■ **WHAT IS BEING ASKED**: Repeat the records below exactly, leaving out every picture.
** Opening DATA TO PROCESS block **
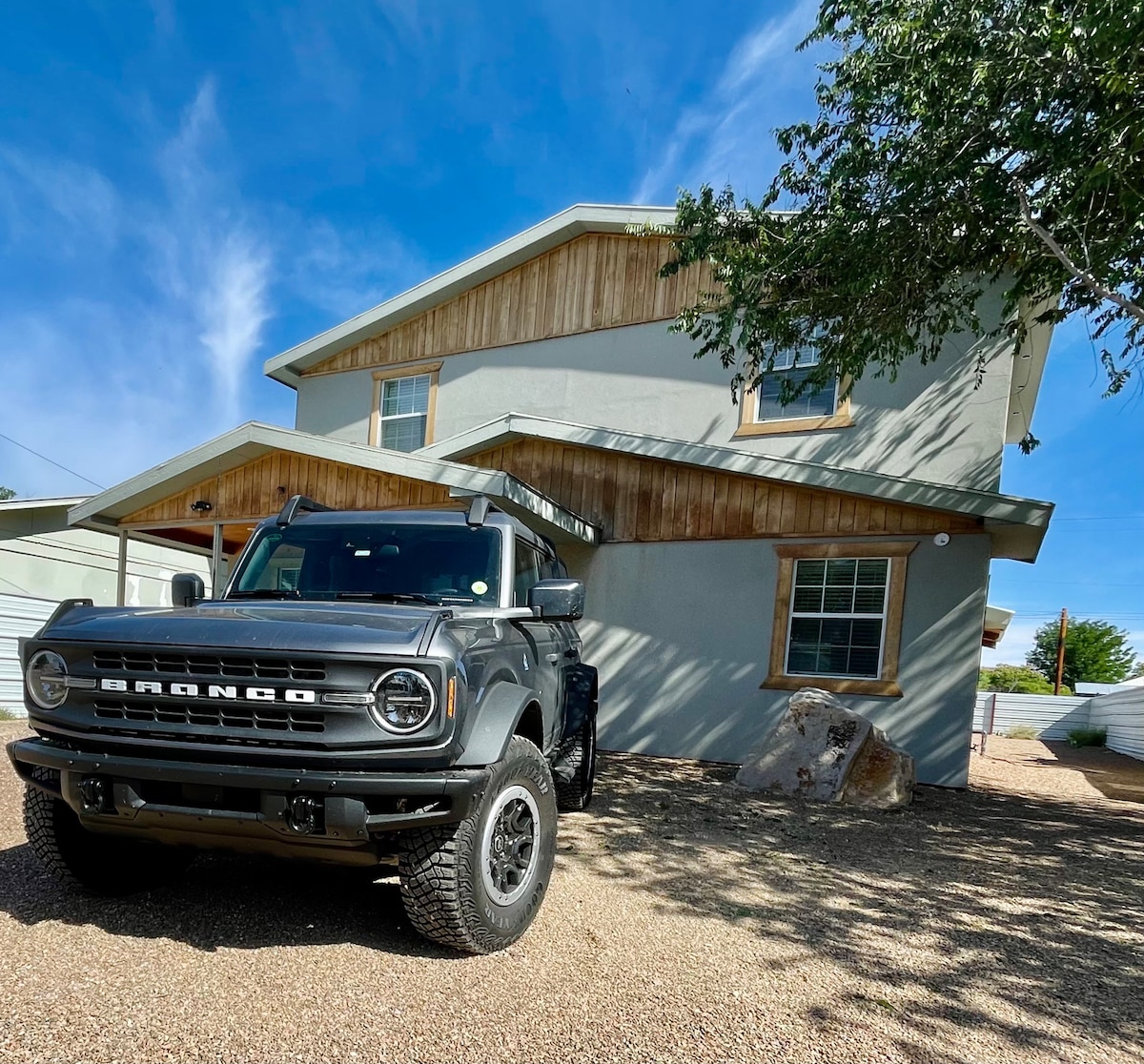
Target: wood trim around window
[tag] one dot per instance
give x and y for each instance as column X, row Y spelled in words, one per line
column 406, row 370
column 887, row 685
column 841, row 418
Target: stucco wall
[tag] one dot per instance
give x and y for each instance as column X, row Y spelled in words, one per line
column 681, row 634
column 931, row 423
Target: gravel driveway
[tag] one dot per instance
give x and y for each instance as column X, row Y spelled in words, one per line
column 1001, row 924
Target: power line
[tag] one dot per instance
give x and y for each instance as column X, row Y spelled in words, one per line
column 51, row 461
column 1105, row 518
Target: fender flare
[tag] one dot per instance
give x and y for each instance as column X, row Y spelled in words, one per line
column 491, row 722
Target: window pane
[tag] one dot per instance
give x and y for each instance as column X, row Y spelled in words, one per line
column 810, row 404
column 842, row 645
column 404, row 434
column 841, row 571
column 405, row 395
column 839, row 600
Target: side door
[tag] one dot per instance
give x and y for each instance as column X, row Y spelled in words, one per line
column 544, row 641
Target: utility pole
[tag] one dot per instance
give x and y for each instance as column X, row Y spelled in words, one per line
column 1061, row 649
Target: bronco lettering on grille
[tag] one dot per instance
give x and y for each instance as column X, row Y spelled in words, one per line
column 230, row 691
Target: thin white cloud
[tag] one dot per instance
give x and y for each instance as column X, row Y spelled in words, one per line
column 726, row 136
column 144, row 348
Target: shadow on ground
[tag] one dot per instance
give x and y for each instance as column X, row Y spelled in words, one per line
column 228, row 902
column 961, row 902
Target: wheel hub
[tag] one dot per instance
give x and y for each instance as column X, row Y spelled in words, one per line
column 509, row 845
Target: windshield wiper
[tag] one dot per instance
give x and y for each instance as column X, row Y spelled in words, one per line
column 392, row 596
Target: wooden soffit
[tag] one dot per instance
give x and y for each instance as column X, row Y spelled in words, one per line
column 261, row 487
column 636, row 499
column 594, row 281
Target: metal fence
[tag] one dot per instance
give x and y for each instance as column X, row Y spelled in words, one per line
column 1053, row 716
column 20, row 616
column 1122, row 714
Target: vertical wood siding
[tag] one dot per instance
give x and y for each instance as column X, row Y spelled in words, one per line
column 261, row 487
column 593, row 281
column 645, row 501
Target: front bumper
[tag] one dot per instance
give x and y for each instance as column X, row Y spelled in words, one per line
column 240, row 807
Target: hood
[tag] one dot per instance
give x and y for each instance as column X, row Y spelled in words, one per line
column 309, row 627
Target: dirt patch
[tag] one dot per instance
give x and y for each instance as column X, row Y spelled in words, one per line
column 686, row 921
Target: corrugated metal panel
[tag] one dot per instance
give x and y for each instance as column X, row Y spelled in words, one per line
column 20, row 616
column 1052, row 716
column 1122, row 714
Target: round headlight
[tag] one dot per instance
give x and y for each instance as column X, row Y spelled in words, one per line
column 46, row 678
column 403, row 701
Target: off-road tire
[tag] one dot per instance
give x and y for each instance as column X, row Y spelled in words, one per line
column 96, row 864
column 579, row 753
column 443, row 886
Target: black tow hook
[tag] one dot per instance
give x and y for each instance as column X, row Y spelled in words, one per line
column 94, row 795
column 302, row 815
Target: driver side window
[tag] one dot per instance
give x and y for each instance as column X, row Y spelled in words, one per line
column 527, row 571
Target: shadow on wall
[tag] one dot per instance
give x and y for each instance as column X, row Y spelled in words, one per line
column 659, row 697
column 1017, row 919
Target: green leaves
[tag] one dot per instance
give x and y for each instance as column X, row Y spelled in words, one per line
column 935, row 119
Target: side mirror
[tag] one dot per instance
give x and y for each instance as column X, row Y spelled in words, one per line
column 558, row 600
column 187, row 589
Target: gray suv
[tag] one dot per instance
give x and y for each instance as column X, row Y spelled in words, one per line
column 398, row 689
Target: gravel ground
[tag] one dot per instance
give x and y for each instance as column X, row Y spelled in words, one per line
column 1005, row 924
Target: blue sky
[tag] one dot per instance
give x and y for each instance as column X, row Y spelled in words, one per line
column 189, row 189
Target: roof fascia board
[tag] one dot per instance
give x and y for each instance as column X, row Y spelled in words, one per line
column 552, row 233
column 255, row 440
column 855, row 481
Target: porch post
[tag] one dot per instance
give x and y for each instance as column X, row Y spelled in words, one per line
column 121, row 570
column 216, row 563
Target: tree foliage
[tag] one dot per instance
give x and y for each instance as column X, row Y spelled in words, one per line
column 958, row 143
column 1095, row 652
column 1015, row 680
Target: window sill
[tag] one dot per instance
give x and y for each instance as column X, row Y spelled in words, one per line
column 885, row 687
column 793, row 424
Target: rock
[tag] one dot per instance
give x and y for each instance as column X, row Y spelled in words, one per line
column 825, row 752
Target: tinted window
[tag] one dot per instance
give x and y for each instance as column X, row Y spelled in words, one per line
column 527, row 571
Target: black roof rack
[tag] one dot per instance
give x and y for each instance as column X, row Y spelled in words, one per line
column 296, row 504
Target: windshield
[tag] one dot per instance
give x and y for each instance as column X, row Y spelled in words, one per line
column 384, row 562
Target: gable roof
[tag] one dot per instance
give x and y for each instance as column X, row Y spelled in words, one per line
column 561, row 228
column 1016, row 525
column 255, row 440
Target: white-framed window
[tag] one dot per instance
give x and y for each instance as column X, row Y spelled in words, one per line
column 838, row 618
column 404, row 412
column 812, row 403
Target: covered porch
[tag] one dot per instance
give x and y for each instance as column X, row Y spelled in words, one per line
column 210, row 499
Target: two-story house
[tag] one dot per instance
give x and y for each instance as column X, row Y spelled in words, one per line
column 732, row 552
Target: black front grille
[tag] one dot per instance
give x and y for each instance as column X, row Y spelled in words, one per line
column 213, row 715
column 207, row 665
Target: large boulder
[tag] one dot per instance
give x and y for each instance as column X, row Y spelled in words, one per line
column 825, row 752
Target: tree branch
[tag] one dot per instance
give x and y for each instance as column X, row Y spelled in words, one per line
column 1086, row 278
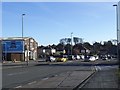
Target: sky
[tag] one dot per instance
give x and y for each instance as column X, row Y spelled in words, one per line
column 48, row 22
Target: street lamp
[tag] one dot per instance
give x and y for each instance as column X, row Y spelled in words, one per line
column 22, row 24
column 115, row 5
column 71, row 44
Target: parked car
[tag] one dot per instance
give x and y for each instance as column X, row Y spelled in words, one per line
column 50, row 59
column 77, row 57
column 61, row 59
column 104, row 58
column 92, row 58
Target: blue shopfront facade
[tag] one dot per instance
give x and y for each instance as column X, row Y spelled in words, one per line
column 13, row 50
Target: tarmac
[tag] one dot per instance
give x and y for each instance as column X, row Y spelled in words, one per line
column 76, row 80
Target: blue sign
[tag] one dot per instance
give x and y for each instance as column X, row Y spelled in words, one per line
column 13, row 46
** Closing DATA TO PROCESS block **
■ **SOLUTION TO THIS PROBLEM**:
Target: wood trim around window
[tag] one dot per instance
give x and y for each instance as column X, row Y spelled in words, one per line
column 406, row 370
column 887, row 685
column 841, row 418
Target: stucco wall
[tag] one dot per instance
give x and y for each instance as column X, row Y spelled in words, one per line
column 681, row 634
column 931, row 423
Target: gravel driveway
[tag] one dot per instance
give x and y for each instance as column X, row Y spelled in words, one per line
column 1001, row 924
Target: power line
[tag] one dot per instance
give x and y for each instance as column X, row Y spelled in words, one per line
column 51, row 461
column 1105, row 518
Target: fender flare
[tag] one dot per instance
give x and y for each instance as column X, row Y spelled in words, one per line
column 491, row 722
Target: window pane
[tag] one dot per instance
give x and y for each instance as column X, row Y spelled in words, one per line
column 810, row 404
column 842, row 645
column 404, row 434
column 841, row 571
column 405, row 395
column 839, row 600
Target: side door
[tag] one dot per instance
give x and y for each instance as column X, row Y spelled in words, one per line
column 544, row 641
Target: utility pole
[tag] one dot per instance
give x and y for each instance as column X, row Y spelled in words, one per line
column 1061, row 649
Target: bronco lettering on grille
[tag] one dot per instance
give x and y for each instance as column X, row Y spelled in words, one per line
column 230, row 691
Target: thin white cloud
[tag] one dot per instance
give x and y for each instance as column X, row Y spelled in words, one per line
column 726, row 136
column 144, row 348
Target: shadow on ground
[tag] one dot per instance
give x and y for each instance as column X, row Y spelled in words, one per line
column 228, row 902
column 961, row 902
Target: wheel hub
[tag] one dot per instance
give x and y for each instance as column X, row Y spelled in words, one per line
column 509, row 845
Target: windshield wiper
[tag] one dot per instance
give x and y for each instance as column X, row Y spelled in words, one per line
column 392, row 596
Target: wooden soffit
[tag] one dot per instance
give x and y for each instance as column X, row Y spelled in words, one per line
column 261, row 487
column 636, row 499
column 594, row 281
Target: metal fence
[tag] one dot per instance
give x and y for each instance as column X, row Y spelled in words, one per line
column 1053, row 716
column 20, row 616
column 1122, row 714
Target: vertical wood siding
[tag] one dot per instance
give x and y for each instance as column X, row Y spelled in words, one per line
column 261, row 487
column 593, row 281
column 645, row 501
Target: front bumper
[tag] one dot per instance
give x and y for each instance as column X, row Y spelled in words, one per line
column 240, row 807
Target: hood
[tag] one dot per instance
give x and y for each instance as column X, row Y spelled in words, one per line
column 309, row 627
Target: dirt patch
[tag] one dot per instance
give x and y for each instance as column X, row Y spelled in words, one per line
column 686, row 921
Target: corrugated metal panel
[tag] one dot per instance
give x and y for each instance as column X, row Y spelled in words, one per line
column 20, row 616
column 1052, row 716
column 1122, row 714
Target: round headlight
[tag] one dot per instance
give x and y for each instance as column X, row Y spelled in words, one per line
column 46, row 678
column 403, row 701
Target: off-road tire
[tag] one dot per instance
give x and y for each instance as column X, row Y spelled in words, one per line
column 96, row 864
column 579, row 753
column 443, row 886
Target: black tow hook
[tag] one dot per instance
give x and y for each instance as column X, row Y spelled in words, one per line
column 94, row 795
column 302, row 815
Target: driver side window
[tag] one dot per instance
give x and y for each instance as column X, row Y spelled in words, one per line
column 527, row 571
Target: shadow on wall
[tag] one dot per instance
give x and y for each instance as column X, row Y spelled in words, one per line
column 659, row 697
column 1017, row 919
Target: green leaves
[tag] one dot per instance
give x and y for each instance as column X, row Y spelled in words, one per line
column 935, row 119
Target: side mirror
[tag] one dot per instance
give x and y for each instance as column X, row Y spelled in words, one per line
column 558, row 600
column 187, row 589
Target: gray suv
[tag] one dot per instance
give x and y for each instance as column X, row Y spelled in words, one per line
column 398, row 689
Target: gravel ground
[tag] one dot per instance
give x and y for each instance as column X, row Y spelled in words, one per line
column 1005, row 924
Target: blue sky
[tag] one dot per instance
give x and y for each instance as column X, row Y spelled in words, one per line
column 189, row 189
Target: roof fascia board
[tag] one dot per instance
give x and y for each instance as column X, row Y spelled in words, one per line
column 552, row 233
column 255, row 440
column 855, row 481
Target: porch post
[tag] one dot per instance
give x and y for each instance as column X, row Y spelled in words, one per line
column 121, row 570
column 216, row 563
Target: tree foliage
[tag] one dot per instance
give x and y for each instance as column X, row Y spelled in words, one per line
column 958, row 143
column 1095, row 652
column 1015, row 680
Target: window sill
[tag] one dot per instance
give x and y for each instance as column X, row Y spelled in words, one per line
column 885, row 687
column 793, row 424
Target: rock
[tag] one dot per instance
give x and y for each instance as column X, row Y spelled in words, one per line
column 825, row 752
Target: tinted window
[tag] one dot per instance
give x and y for each instance as column X, row Y spelled in words, one per line
column 527, row 571
Target: black roof rack
[tag] one dot per instance
give x and y for each instance as column X, row Y spelled in words, one per line
column 296, row 504
Target: windshield
[tag] one dot per instance
give x and y for each instance as column X, row Y spelled in words, one per line
column 384, row 562
Target: gable roof
[tag] one dot per instance
give x and y for each instance as column X, row Y spelled in words, one per line
column 561, row 228
column 1016, row 525
column 255, row 440
Target: white-framed window
[tag] one dot per instance
give x and y for each instance as column X, row Y spelled in words, one per line
column 838, row 618
column 404, row 412
column 812, row 403
Target: covered porch
[tag] one dot per instance
give x and y for each instance as column X, row Y spelled in words, one per line
column 210, row 499
Target: two-story house
[tag] one dot per instance
give x and y for each instance as column X, row Y spelled in words, one per line
column 732, row 552
Target: black front grille
[tag] one dot per instance
give x and y for each instance as column X, row Y spelled in words, one per line
column 213, row 715
column 207, row 665
Target: large boulder
[tag] one dot per instance
give x and y for each instance as column X, row Y spelled in words, one per line
column 825, row 752
Target: tree branch
[tag] one dot per instance
give x and y for each instance as column X, row Y spelled in words, one per line
column 1086, row 278
Target: sky
[tag] one dot per instance
give x and y for each instance as column X, row Y spelled in words, one per line
column 48, row 22
Target: street lamp
[tag] one dot per instance
give x and y for each instance as column X, row Y spelled in words, one per line
column 22, row 24
column 115, row 5
column 71, row 44
Target: parked car
[tag] one dot per instance
give x and y for each instance as column X, row Y spelled in words, one per line
column 50, row 59
column 77, row 57
column 61, row 59
column 104, row 58
column 92, row 58
Target: blue shopfront facade
[tag] one dot per instance
give x and y for each instance as column X, row Y spelled in words, one per line
column 13, row 50
Target: tarmac
[tag] one dot per instance
give x and y for each instance as column X, row Y spelled in words, one per line
column 76, row 80
Target: blue sign
[tag] one dot per instance
give x and y for each instance as column X, row Y spelled in words, one per line
column 13, row 46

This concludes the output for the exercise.